** TASK A **
According to the 1985 Cherry Bowl summary, who was named the game's MVP?

** EXCERPT TO READ **

- Date: December 21, 1985
- Stadium: Pontiac Silverdome
- Location: Pontiac, Michigan
- MVP: Stan Gelbaugh, QB, Maryland
- Referee: Don Baur (MAC)
- Attendance: 51,858

United States TV coverage
- Network: Mizlou, USA Network
- Announcers: Ray Lane and Jim Brandstatter

= 1985 Cherry Bowl =

The 1985 Cherry Bowl was a postseason college football bowl game between the Atlantic Coast Conference's Maryland Terrapins and the Syracuse Orangemen. After an early 10–6 lead, The Orangemen gave up 29 unanswered second-quarter points, falling too far behind for a comeback and allowing the Terps to win with a final score of 35–18.

** INPUT **
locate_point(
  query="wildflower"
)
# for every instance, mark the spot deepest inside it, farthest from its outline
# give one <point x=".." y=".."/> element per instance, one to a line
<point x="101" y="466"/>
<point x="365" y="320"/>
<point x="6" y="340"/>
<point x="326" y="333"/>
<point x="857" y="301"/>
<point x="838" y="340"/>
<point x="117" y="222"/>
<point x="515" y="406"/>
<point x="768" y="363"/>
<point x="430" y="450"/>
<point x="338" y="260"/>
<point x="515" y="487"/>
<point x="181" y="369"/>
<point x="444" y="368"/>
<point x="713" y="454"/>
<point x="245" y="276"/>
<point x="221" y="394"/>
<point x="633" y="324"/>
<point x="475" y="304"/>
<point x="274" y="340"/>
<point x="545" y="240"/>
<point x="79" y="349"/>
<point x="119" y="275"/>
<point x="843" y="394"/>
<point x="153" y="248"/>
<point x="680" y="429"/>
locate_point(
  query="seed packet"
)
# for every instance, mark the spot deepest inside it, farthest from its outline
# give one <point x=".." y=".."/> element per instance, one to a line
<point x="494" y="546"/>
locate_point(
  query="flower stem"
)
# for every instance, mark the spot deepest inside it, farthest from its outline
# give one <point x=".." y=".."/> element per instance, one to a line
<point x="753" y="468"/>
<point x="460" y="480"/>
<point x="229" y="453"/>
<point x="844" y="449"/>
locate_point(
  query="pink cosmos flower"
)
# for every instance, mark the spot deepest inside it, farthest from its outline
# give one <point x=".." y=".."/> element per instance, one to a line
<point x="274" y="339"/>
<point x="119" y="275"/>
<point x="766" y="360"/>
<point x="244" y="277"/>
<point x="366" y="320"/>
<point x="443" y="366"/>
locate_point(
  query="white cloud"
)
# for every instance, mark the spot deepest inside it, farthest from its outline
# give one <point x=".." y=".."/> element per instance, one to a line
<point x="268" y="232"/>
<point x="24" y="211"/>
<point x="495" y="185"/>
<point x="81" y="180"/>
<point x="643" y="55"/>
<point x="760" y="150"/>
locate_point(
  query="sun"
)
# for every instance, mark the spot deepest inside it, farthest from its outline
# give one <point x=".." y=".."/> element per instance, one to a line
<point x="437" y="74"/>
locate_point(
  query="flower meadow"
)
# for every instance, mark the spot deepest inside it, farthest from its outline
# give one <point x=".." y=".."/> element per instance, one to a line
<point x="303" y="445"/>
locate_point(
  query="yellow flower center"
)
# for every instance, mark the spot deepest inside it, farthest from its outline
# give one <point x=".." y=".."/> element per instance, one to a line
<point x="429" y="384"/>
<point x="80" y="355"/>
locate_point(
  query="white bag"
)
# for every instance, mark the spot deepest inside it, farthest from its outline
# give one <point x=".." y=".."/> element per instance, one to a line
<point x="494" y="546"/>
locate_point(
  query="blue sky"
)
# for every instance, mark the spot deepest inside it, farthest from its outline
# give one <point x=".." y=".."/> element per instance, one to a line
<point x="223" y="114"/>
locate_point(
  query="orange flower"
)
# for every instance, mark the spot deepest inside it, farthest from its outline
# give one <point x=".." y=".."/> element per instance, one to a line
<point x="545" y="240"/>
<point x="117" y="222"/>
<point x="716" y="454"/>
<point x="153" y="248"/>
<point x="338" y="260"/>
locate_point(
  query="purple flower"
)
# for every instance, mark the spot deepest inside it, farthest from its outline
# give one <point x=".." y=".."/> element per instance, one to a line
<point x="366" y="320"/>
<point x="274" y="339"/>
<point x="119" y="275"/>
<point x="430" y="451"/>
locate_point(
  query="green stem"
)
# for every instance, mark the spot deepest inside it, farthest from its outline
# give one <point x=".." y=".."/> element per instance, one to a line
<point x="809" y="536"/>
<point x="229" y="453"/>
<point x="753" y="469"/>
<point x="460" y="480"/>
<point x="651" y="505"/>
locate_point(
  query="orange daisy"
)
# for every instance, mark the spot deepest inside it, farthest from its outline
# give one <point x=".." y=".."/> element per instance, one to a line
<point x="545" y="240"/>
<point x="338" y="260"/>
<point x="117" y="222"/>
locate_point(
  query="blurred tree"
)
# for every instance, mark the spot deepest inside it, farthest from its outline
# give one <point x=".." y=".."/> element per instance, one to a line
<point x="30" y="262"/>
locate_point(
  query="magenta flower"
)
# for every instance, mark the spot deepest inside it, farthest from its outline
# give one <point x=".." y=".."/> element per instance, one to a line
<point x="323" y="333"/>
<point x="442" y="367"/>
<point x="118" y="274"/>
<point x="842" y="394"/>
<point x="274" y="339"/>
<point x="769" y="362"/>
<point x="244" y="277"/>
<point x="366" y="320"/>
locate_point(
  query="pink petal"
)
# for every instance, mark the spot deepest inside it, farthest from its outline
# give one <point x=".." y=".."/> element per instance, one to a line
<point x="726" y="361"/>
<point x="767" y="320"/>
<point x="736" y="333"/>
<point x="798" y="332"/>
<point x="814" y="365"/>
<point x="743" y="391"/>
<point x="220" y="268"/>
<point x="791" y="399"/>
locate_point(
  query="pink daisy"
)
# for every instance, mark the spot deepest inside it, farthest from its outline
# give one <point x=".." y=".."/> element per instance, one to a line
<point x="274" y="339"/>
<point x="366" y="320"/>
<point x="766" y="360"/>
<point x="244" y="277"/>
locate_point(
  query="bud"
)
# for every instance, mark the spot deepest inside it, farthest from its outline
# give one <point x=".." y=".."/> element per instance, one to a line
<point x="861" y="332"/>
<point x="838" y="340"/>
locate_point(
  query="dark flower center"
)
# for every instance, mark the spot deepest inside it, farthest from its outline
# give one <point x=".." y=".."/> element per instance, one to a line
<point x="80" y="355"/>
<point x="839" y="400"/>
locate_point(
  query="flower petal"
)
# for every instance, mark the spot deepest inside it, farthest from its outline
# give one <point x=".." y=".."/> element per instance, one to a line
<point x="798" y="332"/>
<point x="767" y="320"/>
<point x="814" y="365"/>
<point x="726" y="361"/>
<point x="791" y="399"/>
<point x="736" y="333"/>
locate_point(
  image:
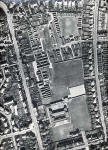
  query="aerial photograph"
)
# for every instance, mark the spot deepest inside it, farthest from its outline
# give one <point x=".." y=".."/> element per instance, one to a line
<point x="53" y="74"/>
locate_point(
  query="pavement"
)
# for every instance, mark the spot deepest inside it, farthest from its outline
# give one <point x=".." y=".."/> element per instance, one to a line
<point x="33" y="115"/>
<point x="95" y="35"/>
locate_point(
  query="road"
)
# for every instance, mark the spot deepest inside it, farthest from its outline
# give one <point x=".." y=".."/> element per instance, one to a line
<point x="33" y="115"/>
<point x="85" y="140"/>
<point x="96" y="65"/>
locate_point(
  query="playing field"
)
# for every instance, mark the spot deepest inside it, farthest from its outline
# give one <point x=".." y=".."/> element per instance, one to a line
<point x="79" y="113"/>
<point x="61" y="132"/>
<point x="64" y="75"/>
<point x="69" y="25"/>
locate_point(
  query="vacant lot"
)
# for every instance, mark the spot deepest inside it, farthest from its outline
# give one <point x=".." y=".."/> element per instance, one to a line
<point x="64" y="75"/>
<point x="69" y="25"/>
<point x="79" y="113"/>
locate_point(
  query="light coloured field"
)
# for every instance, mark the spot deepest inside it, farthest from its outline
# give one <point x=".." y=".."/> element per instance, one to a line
<point x="69" y="25"/>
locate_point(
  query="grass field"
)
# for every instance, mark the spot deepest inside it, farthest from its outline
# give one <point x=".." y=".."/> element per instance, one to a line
<point x="66" y="74"/>
<point x="79" y="113"/>
<point x="61" y="132"/>
<point x="69" y="25"/>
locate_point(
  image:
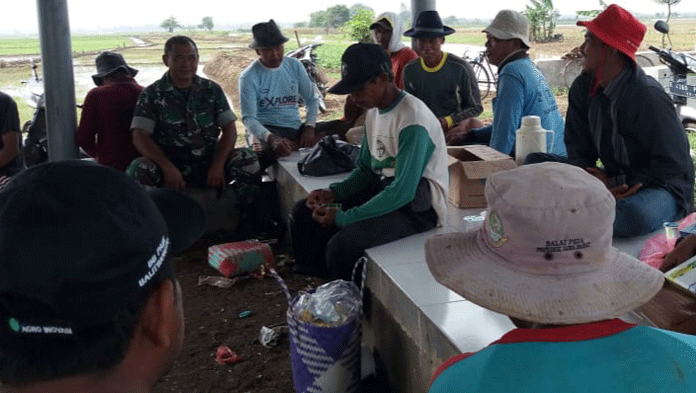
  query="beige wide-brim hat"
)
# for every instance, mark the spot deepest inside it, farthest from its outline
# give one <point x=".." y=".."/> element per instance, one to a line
<point x="509" y="24"/>
<point x="544" y="253"/>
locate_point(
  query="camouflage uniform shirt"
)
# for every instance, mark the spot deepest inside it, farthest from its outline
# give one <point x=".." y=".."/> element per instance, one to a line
<point x="185" y="124"/>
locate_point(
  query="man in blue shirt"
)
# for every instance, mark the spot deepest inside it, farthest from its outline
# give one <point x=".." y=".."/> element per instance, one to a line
<point x="544" y="257"/>
<point x="522" y="90"/>
<point x="270" y="89"/>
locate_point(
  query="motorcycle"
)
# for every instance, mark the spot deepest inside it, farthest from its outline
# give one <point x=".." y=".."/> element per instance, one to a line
<point x="680" y="80"/>
<point x="307" y="56"/>
<point x="34" y="144"/>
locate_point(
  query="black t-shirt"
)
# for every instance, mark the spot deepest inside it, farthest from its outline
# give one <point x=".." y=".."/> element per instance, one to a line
<point x="9" y="122"/>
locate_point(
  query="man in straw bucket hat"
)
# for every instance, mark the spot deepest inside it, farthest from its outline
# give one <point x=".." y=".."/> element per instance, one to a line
<point x="623" y="117"/>
<point x="521" y="89"/>
<point x="270" y="89"/>
<point x="544" y="257"/>
<point x="443" y="81"/>
<point x="104" y="131"/>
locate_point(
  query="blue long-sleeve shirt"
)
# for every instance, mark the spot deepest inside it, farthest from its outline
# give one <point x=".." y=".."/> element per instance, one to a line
<point x="522" y="91"/>
<point x="271" y="96"/>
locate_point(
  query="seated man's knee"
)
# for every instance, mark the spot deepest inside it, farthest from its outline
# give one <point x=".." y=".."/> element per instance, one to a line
<point x="636" y="215"/>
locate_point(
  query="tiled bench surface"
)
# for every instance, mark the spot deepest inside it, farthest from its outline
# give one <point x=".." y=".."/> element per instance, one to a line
<point x="438" y="322"/>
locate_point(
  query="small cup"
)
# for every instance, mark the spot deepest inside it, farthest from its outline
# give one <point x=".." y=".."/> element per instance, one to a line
<point x="671" y="230"/>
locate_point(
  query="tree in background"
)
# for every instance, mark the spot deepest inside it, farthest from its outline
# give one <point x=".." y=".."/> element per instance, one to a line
<point x="207" y="23"/>
<point x="669" y="4"/>
<point x="450" y="20"/>
<point x="337" y="16"/>
<point x="332" y="17"/>
<point x="357" y="7"/>
<point x="542" y="20"/>
<point x="359" y="25"/>
<point x="170" y="24"/>
<point x="593" y="13"/>
<point x="317" y="19"/>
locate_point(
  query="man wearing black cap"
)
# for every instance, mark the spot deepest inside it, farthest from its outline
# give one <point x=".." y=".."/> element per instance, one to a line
<point x="185" y="129"/>
<point x="270" y="89"/>
<point x="399" y="187"/>
<point x="445" y="82"/>
<point x="88" y="299"/>
<point x="104" y="131"/>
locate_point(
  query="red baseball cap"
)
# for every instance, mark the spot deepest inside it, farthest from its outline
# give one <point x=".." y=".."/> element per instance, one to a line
<point x="617" y="28"/>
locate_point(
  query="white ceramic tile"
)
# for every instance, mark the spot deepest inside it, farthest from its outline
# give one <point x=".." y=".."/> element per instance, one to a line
<point x="633" y="245"/>
<point x="419" y="285"/>
<point x="406" y="250"/>
<point x="468" y="326"/>
<point x="309" y="183"/>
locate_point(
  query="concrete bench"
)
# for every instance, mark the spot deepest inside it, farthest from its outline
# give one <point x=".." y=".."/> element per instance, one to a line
<point x="413" y="323"/>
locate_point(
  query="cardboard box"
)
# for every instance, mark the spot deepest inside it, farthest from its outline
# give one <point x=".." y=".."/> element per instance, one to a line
<point x="469" y="166"/>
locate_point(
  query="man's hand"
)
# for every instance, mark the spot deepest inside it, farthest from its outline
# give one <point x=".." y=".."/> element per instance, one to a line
<point x="457" y="138"/>
<point x="620" y="191"/>
<point x="173" y="178"/>
<point x="216" y="174"/>
<point x="319" y="197"/>
<point x="325" y="216"/>
<point x="281" y="146"/>
<point x="443" y="124"/>
<point x="307" y="137"/>
<point x="682" y="251"/>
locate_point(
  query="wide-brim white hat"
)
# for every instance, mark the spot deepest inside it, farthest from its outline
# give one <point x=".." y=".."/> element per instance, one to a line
<point x="544" y="253"/>
<point x="509" y="24"/>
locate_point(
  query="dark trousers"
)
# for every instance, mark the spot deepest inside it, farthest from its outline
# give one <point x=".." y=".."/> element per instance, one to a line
<point x="332" y="252"/>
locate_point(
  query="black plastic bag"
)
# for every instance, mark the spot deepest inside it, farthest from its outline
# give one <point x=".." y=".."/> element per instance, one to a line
<point x="329" y="157"/>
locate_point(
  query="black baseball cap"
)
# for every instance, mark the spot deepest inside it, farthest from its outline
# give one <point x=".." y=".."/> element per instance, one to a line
<point x="79" y="242"/>
<point x="361" y="63"/>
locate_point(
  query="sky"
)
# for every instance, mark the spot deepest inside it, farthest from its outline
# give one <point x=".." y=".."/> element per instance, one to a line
<point x="94" y="15"/>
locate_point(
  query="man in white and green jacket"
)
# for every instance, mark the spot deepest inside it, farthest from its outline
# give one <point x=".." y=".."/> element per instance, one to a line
<point x="399" y="186"/>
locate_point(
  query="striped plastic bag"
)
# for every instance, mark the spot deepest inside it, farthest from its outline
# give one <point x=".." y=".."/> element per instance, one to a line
<point x="326" y="358"/>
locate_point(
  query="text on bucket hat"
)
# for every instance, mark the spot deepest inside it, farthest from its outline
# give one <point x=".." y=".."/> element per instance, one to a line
<point x="617" y="28"/>
<point x="361" y="63"/>
<point x="108" y="62"/>
<point x="509" y="24"/>
<point x="266" y="35"/>
<point x="80" y="242"/>
<point x="428" y="25"/>
<point x="544" y="253"/>
<point x="383" y="23"/>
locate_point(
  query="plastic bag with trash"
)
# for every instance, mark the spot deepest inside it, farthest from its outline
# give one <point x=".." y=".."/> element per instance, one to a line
<point x="330" y="304"/>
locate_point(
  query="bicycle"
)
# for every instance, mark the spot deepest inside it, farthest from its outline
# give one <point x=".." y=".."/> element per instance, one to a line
<point x="483" y="72"/>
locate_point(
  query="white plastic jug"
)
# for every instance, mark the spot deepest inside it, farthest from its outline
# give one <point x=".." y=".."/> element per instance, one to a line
<point x="530" y="138"/>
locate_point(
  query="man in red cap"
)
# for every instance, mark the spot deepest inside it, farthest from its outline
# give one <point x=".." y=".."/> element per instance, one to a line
<point x="624" y="118"/>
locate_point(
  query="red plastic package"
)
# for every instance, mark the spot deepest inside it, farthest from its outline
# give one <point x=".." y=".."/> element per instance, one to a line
<point x="224" y="355"/>
<point x="233" y="259"/>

** TASK B **
Pick out each line in the entries that contains the word "orange" and copy those lines.

** EXERCISE SOLUTION A **
Stan Gelbaugh, Maryland's quarterback.

** EXERCISE SOLUTION B **
  query="orange flower"
  query="orange daisy"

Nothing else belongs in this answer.